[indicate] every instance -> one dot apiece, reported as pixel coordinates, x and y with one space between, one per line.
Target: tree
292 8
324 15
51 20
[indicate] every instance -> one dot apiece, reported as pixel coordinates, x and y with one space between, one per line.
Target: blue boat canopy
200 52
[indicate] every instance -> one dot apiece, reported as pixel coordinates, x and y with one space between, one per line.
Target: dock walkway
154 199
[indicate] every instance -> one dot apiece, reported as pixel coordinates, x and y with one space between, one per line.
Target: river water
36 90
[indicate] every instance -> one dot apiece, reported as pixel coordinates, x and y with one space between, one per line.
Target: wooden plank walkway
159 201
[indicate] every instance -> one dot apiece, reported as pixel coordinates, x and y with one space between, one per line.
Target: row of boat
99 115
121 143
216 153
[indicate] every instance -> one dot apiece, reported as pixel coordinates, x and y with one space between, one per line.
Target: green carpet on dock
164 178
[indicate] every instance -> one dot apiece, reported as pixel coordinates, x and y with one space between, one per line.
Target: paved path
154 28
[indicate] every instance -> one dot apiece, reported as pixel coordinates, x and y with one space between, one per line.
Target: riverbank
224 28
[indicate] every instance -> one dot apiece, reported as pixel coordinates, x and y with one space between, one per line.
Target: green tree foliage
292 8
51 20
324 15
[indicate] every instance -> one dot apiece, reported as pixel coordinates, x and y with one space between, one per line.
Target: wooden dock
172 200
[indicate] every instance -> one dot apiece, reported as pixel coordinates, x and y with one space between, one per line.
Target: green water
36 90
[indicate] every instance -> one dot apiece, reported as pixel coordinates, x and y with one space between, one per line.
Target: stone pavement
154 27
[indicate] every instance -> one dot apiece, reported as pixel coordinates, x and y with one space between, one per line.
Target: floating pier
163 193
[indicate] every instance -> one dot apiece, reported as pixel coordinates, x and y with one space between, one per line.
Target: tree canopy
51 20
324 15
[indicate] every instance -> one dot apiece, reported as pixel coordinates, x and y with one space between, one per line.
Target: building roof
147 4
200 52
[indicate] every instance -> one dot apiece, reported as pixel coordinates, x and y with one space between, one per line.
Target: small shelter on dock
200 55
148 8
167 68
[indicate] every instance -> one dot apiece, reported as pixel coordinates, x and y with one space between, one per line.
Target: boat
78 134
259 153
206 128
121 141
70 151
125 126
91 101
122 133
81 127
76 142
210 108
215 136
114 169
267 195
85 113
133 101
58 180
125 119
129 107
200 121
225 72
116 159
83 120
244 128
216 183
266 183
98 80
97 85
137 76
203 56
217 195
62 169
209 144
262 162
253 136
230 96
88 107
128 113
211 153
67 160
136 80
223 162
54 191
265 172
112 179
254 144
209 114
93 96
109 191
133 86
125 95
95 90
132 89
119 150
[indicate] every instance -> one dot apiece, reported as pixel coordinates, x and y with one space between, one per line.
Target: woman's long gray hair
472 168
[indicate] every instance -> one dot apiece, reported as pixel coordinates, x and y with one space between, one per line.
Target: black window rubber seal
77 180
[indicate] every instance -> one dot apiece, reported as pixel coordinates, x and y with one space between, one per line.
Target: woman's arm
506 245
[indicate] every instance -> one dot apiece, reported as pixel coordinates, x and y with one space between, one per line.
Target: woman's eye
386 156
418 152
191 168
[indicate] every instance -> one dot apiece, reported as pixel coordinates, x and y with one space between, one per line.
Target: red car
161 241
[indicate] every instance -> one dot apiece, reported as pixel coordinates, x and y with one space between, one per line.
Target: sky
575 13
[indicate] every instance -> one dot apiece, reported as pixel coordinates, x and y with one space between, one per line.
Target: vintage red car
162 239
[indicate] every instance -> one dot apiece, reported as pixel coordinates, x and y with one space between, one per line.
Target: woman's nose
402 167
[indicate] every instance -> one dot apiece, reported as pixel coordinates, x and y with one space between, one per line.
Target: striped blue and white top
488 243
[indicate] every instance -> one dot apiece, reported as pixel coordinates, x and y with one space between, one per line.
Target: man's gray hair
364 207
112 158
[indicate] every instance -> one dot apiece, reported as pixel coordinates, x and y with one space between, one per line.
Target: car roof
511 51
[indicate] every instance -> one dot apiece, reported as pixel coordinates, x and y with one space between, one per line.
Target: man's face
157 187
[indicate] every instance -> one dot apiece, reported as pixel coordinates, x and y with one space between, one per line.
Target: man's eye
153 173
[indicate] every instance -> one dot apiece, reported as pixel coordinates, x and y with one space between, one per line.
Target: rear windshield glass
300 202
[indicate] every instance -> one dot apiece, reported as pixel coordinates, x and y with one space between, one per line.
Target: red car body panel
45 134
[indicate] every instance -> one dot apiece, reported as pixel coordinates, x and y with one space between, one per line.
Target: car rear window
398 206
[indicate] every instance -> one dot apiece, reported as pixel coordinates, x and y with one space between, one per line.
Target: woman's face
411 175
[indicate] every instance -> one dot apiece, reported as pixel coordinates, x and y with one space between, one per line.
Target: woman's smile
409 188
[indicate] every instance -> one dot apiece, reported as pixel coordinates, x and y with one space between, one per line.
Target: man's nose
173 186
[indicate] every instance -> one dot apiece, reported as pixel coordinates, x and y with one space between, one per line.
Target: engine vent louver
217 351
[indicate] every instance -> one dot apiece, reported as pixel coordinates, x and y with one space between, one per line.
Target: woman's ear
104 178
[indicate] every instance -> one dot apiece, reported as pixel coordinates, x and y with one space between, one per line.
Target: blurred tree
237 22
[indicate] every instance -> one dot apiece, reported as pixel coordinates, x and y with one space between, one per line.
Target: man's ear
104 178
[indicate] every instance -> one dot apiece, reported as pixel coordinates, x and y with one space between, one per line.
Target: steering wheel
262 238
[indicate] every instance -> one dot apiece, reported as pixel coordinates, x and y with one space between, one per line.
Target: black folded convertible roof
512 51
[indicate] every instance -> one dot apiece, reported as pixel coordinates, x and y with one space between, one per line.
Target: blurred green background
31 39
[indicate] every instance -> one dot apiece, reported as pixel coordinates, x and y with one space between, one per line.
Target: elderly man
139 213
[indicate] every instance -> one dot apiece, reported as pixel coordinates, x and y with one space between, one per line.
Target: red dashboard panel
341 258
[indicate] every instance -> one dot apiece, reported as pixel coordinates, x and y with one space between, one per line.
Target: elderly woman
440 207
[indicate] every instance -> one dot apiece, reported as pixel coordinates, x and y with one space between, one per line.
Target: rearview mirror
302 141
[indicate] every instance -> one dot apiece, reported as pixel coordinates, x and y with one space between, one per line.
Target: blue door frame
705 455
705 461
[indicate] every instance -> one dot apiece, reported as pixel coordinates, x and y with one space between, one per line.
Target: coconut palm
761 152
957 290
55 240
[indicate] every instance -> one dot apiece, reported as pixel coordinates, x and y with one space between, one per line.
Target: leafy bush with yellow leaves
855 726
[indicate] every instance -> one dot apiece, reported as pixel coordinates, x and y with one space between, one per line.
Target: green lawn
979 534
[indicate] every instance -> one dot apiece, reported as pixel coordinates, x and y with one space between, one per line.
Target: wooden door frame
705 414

————

Everything in the listing should be written out again exactly.

§ **RESPONSE TO THE EXERCISE**
[indicate] every instance -> one dot apiece, reported as pixel coordinates, x and y with one space between, one per line.
Target: tree
292 8
324 15
51 20
[indicate] every instance -> one dot apiece, reported as pixel coordinates, x and y with one space between, one per line.
Target: blue boat canopy
200 52
[indicate] every instance -> one dot apiece, reported as pixel coordinates, x and y with one space between, one per line.
Target: dock walkway
154 199
[indicate] every instance -> one dot apiece, reported as pixel coordinates, x and y with one space between, one per line.
Target: river water
36 90
[indicate] every instance -> one dot apiece, reported as pixel coordinates, x and y with one space between, one per line.
Target: wooden plank walkway
159 201
[indicate] every instance -> one dot apiece, reported as pixel coordinates, x and y with one space between, one per line.
Target: row of boat
99 115
121 143
216 153
[indicate] every instance -> one dot apiece, reported as pixel coordinates, x and y with one space between, one per line.
Target: green carpet on dock
164 178
[indicate] every instance -> one dot apiece, reported as pixel coordinates, x and y with one space between, one per line.
Target: paved path
154 28
[indicate] every instance -> one dot apiece, reported as pixel coordinates, x and y with one space between, one per line.
Target: riverbank
224 28
[indicate] every instance -> one dot apiece, reported as pixel coordinates, x and y with one space between, one per line.
Target: green tree foliage
292 8
51 20
324 15
[indicate] every instance -> one dot apiece, reported as pixel coordinates, x and y with one space between, one per line.
Target: wooden dock
172 200
[indicate] every instance -> one dot apiece, reported as pixel coordinates, x and y with one space between, one per line.
Target: green water
36 90
[indicate] every instance -> one dot apiece, reported as pixel coordinates, x and y with one space between, one per line.
Target: stone pavement
154 27
[indicate] every instance -> one dot apiece, reported as pixel coordinates, x and y with one space between, one per line.
Target: floating pier
163 193
[indicate] every instance -> one dot apiece, reported as pixel coordinates, x and y with one space between, one per line.
Target: tree canopy
51 20
324 15
[indicate] every instance -> one dot apiece, reported as pixel coordinates, x and y with one space between, one per line.
Target: building roof
147 4
200 52
[indicate] every instance -> one dot apiece, reported as pixel coordinates, x and y with one space between, one per line.
Target: small shelter on dock
200 55
148 8
167 68
[indicate] every instance -> one dot apiece, reported as pixel coordinates, x and y with one space between, one per line.
Target: boat
78 134
259 153
206 128
121 141
70 151
125 126
91 101
122 133
81 127
76 142
210 108
215 136
114 169
267 195
85 113
133 101
58 180
125 119
129 107
200 121
225 72
116 159
83 120
244 128
216 183
266 183
98 80
97 85
137 76
203 56
217 195
62 169
209 144
262 162
253 136
230 96
88 107
128 113
211 153
67 160
136 80
223 162
54 191
265 172
112 179
254 144
209 114
93 96
109 191
133 86
125 95
95 90
132 89
119 150
[indicate] every instance -> one dot apiece, reported as pixel coordinates, x and y with one space between, one per line.
Target: woman's long gray hair
472 168
[indicate] every instance -> one dot apiece, reported as pixel coordinates, x and y with one space between, one per line.
Target: black window rubber seal
77 180
[indicate] every instance -> one dot apiece, reported as pixel coordinates, x and y with one space between, one per line.
Target: woman's arm
506 245
[indicate] every instance -> one dot apiece, reported as pixel coordinates, x and y with one space between, one per line.
Target: woman's eye
386 156
418 152
191 168
[indicate] every instance -> one dot apiece, reported as pixel coordinates, x and y with one space between, one per line.
Target: red car
161 241
[indicate] every instance -> one dot apiece, reported as pixel coordinates, x and y with one space between, one per line.
Target: sky
575 13
[indicate] every instance -> one dot apiece, reported as pixel coordinates, x and y with one space between, one per line.
Target: vintage red car
162 239
[indicate] every instance -> one dot apiece, reported as pixel coordinates, x and y with one space between, one per line.
Target: woman's nose
402 167
[indicate] every instance -> one dot apiece, reported as pixel coordinates, x and y with one space between, one per line.
Target: striped blue and white top
488 243
[indicate] every instance -> one dot apiece, reported as pixel coordinates, x and y with one space between, one per line.
Target: man's gray hair
364 207
112 158
[indicate] every instance -> one dot apiece, reported as pixel coordinates, x and y with one space between, one per line.
Target: car roof
511 51
[indicate] every instance -> one dot apiece, reported as pixel coordinates, x and y with one space between, one per line.
Target: man's face
157 187
[indicate] every instance -> one dot apiece, reported as pixel coordinates, x and y with one space between, one per line.
Target: man's eye
153 173
[indicate] every instance -> one dot apiece, reported as pixel coordinates, x and y with one space between, one per line.
Target: rear windshield glass
300 202
[indicate] every instance -> one dot apiece, reported as pixel coordinates, x and y with one space between, one per line.
Target: red car body panel
45 134
[indicate] every instance -> one dot apiece, reported as pixel coordinates, x and y with one space between, one per line.
Target: car rear window
398 206
[indicate] every instance -> one dot apiece, reported as pixel coordinates, x and y with one space between, one per line.
Target: woman's face
411 175
[indicate] every instance -> one dot apiece, reported as pixel coordinates, x and y with one space between, one per line.
Target: woman's smile
409 188
[indicate] every instance -> one dot apiece, reported as pixel coordinates, x and y with one space between, one per line.
Target: man's nose
173 186
[indicate] every instance -> one dot apiece, reported as pixel coordinates, x and y with one space between, one per line.
Target: engine vent louver
217 351
[indicate] every instance -> one dot apiece, reported as pixel coordinates, x and y with one space between, one per line.
Target: woman's ear
104 178
[indicate] every instance -> one dot apiece, reported as pixel coordinates, x and y with one space between, one per line.
Target: blurred tree
237 22
[indicate] every instance -> one dot apiece, reported as pixel coordinates, x and y with one space between, one per line.
Target: man's ear
104 178
[indicate] every instance -> one dot apiece, reported as pixel coordinates, x and y with one space between, one per line.
Target: steering wheel
262 238
[indicate] every instance -> one dot apiece, reported as pixel coordinates, x and y with one space between, one per line.
Target: black folded convertible roof
512 51
[indicate] every instance -> one dot apiece, reported as pixel coordinates, x and y with one space between, one per line.
Target: blurred green background
31 39
[indicate] every instance -> one dot apiece, reported as pixel coordinates, x and y with one space between, one per line.
Target: elderly man
139 213
[indicate] every instance -> one dot apiece, reported as pixel coordinates, x and y with one space between, one per line.
Target: red dashboard panel
341 258
[indicate] every instance -> one dot apiece, reported as pixel coordinates, x and y with one space between, one per line.
Target: elderly woman
440 207
[indicate] every instance -> one dot apiece, reported as pixel coordinates, x and y with one space between, one per line.
Target: rearview mirror
302 141
[indicate] every instance -> one dot apiece, reported as pixel coordinates, x and y with one space between, one per line.
Target: blue door frame
705 455
705 461
[indicate] every instance -> one dot apiece, reported as pixel coordinates, x and y with one space between, one per line.
Target: coconut palm
761 152
957 290
55 240
[indicate] every instance -> one dot apiece, reported as pixel coordinates, x and y with one space between, one per line.
Target: leafy bush with yellow leaves
855 726
[indicate] every instance -> one dot apiece, reported as pixel coordinates, x and y with one space between, one per line.
Target: green lawn
979 534
[indicate] every instance -> one dot apiece, reported as pixel coordinates, x and y with one space between, one per line.
Target: wooden door frame
705 414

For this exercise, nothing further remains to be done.